## Work request
Repeat only the lines below from the one containing "positive clicks: (10, 20) (13, 44) (0, 34)" through the one containing "box: [201, 121, 241, 154]", inclusive, exactly as written.

** Opening The data block **

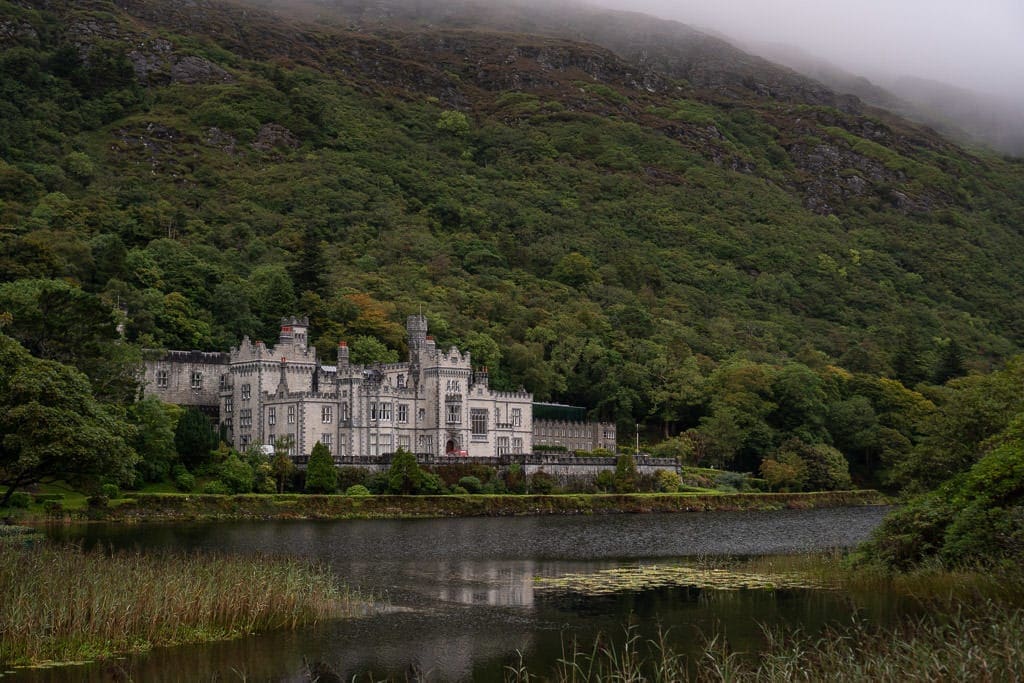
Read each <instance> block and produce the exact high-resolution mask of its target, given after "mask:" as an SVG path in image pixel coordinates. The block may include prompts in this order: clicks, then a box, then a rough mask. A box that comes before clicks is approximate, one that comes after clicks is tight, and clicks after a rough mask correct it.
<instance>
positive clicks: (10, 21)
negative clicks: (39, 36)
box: [0, 20, 39, 45]
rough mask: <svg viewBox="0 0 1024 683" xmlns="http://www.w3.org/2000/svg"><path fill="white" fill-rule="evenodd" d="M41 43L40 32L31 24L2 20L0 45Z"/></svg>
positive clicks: (10, 20) (13, 44) (0, 34)
mask: <svg viewBox="0 0 1024 683" xmlns="http://www.w3.org/2000/svg"><path fill="white" fill-rule="evenodd" d="M38 43H39V34H38V33H37V32H36V30H35V29H34V28H33V27H32V25H31V24H26V23H24V22H15V20H9V22H0V45H8V44H10V45H25V44H30V45H35V44H38Z"/></svg>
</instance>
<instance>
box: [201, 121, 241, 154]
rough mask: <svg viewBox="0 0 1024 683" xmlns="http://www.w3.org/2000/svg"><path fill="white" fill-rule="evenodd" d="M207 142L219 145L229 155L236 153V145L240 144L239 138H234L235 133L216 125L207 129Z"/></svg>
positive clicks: (218, 148) (216, 145)
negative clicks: (225, 129) (228, 131)
mask: <svg viewBox="0 0 1024 683" xmlns="http://www.w3.org/2000/svg"><path fill="white" fill-rule="evenodd" d="M206 142H207V144H209V145H210V146H213V147H217V148H218V150H220V151H221V152H224V153H226V154H229V155H233V154H234V153H236V145H237V144H238V140H236V139H234V136H233V135H231V134H230V133H228V132H226V131H223V130H221V129H220V128H216V127H212V128H208V129H207V131H206Z"/></svg>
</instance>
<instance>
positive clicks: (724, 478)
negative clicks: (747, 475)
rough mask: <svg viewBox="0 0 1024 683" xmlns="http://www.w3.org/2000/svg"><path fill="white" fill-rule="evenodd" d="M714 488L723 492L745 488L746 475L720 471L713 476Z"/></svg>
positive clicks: (745, 483)
mask: <svg viewBox="0 0 1024 683" xmlns="http://www.w3.org/2000/svg"><path fill="white" fill-rule="evenodd" d="M715 488H717V489H718V490H721V492H723V493H729V494H731V493H733V492H737V490H743V489H745V488H746V475H745V474H742V473H740V472H722V473H721V474H719V475H718V476H717V477H715Z"/></svg>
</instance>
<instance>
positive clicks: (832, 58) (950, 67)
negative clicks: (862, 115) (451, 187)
mask: <svg viewBox="0 0 1024 683" xmlns="http://www.w3.org/2000/svg"><path fill="white" fill-rule="evenodd" d="M590 2H592V3H593V4H595V5H601V6H607V7H614V8H618V9H631V10H636V11H642V12H646V13H649V14H654V15H656V16H663V17H666V18H673V19H676V20H679V22H682V23H683V24H688V25H690V26H693V27H695V28H707V29H712V30H714V31H717V32H720V33H722V34H725V35H727V36H732V37H734V38H736V39H737V40H738V41H748V42H769V43H773V42H777V43H785V44H790V45H794V46H797V47H800V48H802V49H803V50H805V51H807V52H810V53H812V54H814V55H816V56H820V57H823V58H825V59H827V60H828V61H830V62H833V63H834V65H836V66H838V67H841V68H843V69H846V70H848V71H851V72H853V73H856V74H860V75H864V76H867V77H868V78H872V77H873V78H874V79H878V80H882V78H881V77H882V76H893V77H899V76H903V75H910V76H921V77H924V78H930V79H934V80H939V81H943V82H946V83H951V84H953V85H958V86H963V87H968V88H972V89H976V90H983V91H987V92H991V93H994V94H1002V95H1005V96H1008V97H1012V98H1014V99H1018V100H1021V101H1024V0H974V1H968V0H842V1H838V0H590Z"/></svg>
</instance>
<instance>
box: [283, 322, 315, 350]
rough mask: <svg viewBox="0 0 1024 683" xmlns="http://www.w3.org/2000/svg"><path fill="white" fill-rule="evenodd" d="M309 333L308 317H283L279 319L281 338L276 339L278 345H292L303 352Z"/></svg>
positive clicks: (304, 348) (308, 323)
mask: <svg viewBox="0 0 1024 683" xmlns="http://www.w3.org/2000/svg"><path fill="white" fill-rule="evenodd" d="M308 331H309V318H308V317H295V316H292V317H283V318H281V336H280V337H279V338H278V343H279V344H292V345H295V346H297V347H298V348H299V350H302V351H305V350H306V344H307V343H308V341H307V339H308V337H307V335H308Z"/></svg>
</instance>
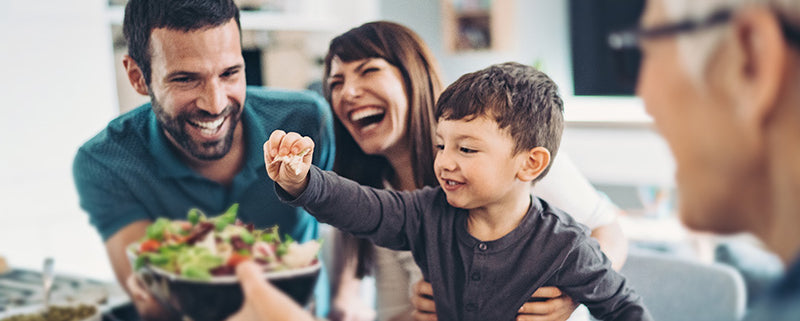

** Closing The data block **

## Result
positive clicks: (10, 20) (13, 44) (0, 34)
mask: <svg viewBox="0 0 1024 683" xmlns="http://www.w3.org/2000/svg"><path fill="white" fill-rule="evenodd" d="M38 43H39V34H38V33H37V32H36V30H35V29H34V28H33V27H32V25H31V24H26V23H24V22H15V20H9V22H0V45H8V44H10V45H25V44H30V45H35V44H38Z"/></svg>
</instance>
<instance>
box: [201, 121, 241, 154]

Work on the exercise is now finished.